▶ **Excerpt to read**

In 2002, Chinese authorities began regulating the immigration industry and issued the first batch of licenses to immigration firms, nearly 200 of them. Over the ten years that followed, most immigration companies in the country would come to focus on investment migration programs in English-speaking destinations, and the scale of the sector grew to encompass thousands of firms.
As the phenomenon of European golden visas gradually entered the Chinese market, the acquisition of residence permits – and, in many cases, citizenships – by way of property purchases quickly became favored in the market.
Then came deregulation.
In 2014, the Guangdong province – always the fore-runner in matters of market liberalization – removed the licensing (or “pre-approval”) requirement for immigration companies, effectively deregulating the industry within its territory. Shanghai followed suit two years later.
What resulted was a mushrooming of new immigration companies and, with it, the introduction of an array of new programs, brought to market by new companies eager to differentiate themselves. In Guangdong today, there are thousands of registered immigration businesses. Add to those the companies that include investment migration as part of a broader service offering and the total number likely exceeds 10,000.
2018 saw the complete, nationwide deregulation of the Chinese immigration industry, but also the birth of China’s National Immigration Administration. Over the sixteen preceding years, the industry had undergone a tremendous transformation; from an absence of regulation, to nationwide regulation, and finally back to a nationwide unregulated market. China’s investment migration industry, in other words, had come full circle.
The competitive advantage that traditional immigration firms – many of which had grown into behemoths employing thousands – had built on a foundation of licensing requirements vanished overnight in November 2018. The big firms and their professionals found themselves under unprecedented pressure, as authorities demolished all the previously extant barriers to entry in their market in one fell swoop.
In attempts to regain a competitive age, the traditional firms embarked on a variety of strategies to differentiate themselves. Some tried moving “upstream” by opening their own offices in the destination country, thereby bypassing the international partner previously relied upon for application submission, capturing the whole value chain by serving from start to finish the client they had themselves sources. Others attempted the online platform model. A third effect has been the foray of non-investment migration companies onto the turf previously preserved for regulated immigration companies.
In this article series, we’ll deal with each of these effects in turn.
Today, well talk about the first model and its challenges.
Changing identity from agent to program “owner” – moving upstream in the value chain
The extraordinary popularity of the EB-5 program in China comes not only from its inherent appeal to Chinese clients but also from agencies’ adding fuel to the fire through its relentless marketing focus on the program.
Why have Chinese investment migration firms been so keen on sustaining the edifice of the “American Dream” in the minds of their clients? It’s not simply because of their clients’ organic demand; it’s also been in the interest of the firms themselves. Many Chinese migration companies have acquired shares in regional centers.

▶ **Exercise set**
1 > According to the passage on China's immigration industry, which province removed the licensing requirement for immigration companies in 2014?
2 > Copy word for word the part of the passage on China's immigration industry starting at "In attempts to" and ending at "and its challenges.".

[Raw records]
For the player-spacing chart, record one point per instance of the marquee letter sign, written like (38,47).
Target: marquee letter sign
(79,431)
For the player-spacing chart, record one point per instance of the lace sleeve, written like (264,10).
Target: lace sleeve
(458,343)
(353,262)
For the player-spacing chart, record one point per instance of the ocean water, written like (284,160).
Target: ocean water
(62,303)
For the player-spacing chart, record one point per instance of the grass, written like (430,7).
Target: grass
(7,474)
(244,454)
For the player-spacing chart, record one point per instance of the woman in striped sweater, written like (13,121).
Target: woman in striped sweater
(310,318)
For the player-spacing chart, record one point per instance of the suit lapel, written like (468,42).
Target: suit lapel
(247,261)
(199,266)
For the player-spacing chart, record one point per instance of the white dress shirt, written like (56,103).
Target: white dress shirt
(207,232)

▶ **Exercise answers**
1 > Guangdong

2 >
In attempts to regain a competitive age, the traditional firms embarked on a variety of strategies to differentiate themselves. Some tried moving “upstream” by opening their own offices in the destination country, thereby bypassing the international partner previously relied upon for application submission, capturing the whole value chain by serving from start to finish the client they had themselves sources. Others attempted the online platform model. A third effect has been the foray of non-investment migration companies onto the turf previously preserved for regulated immigration companies.
In this article series, we’ll deal with each of these effects in turn.
Today, well talk about the first model and its challenges.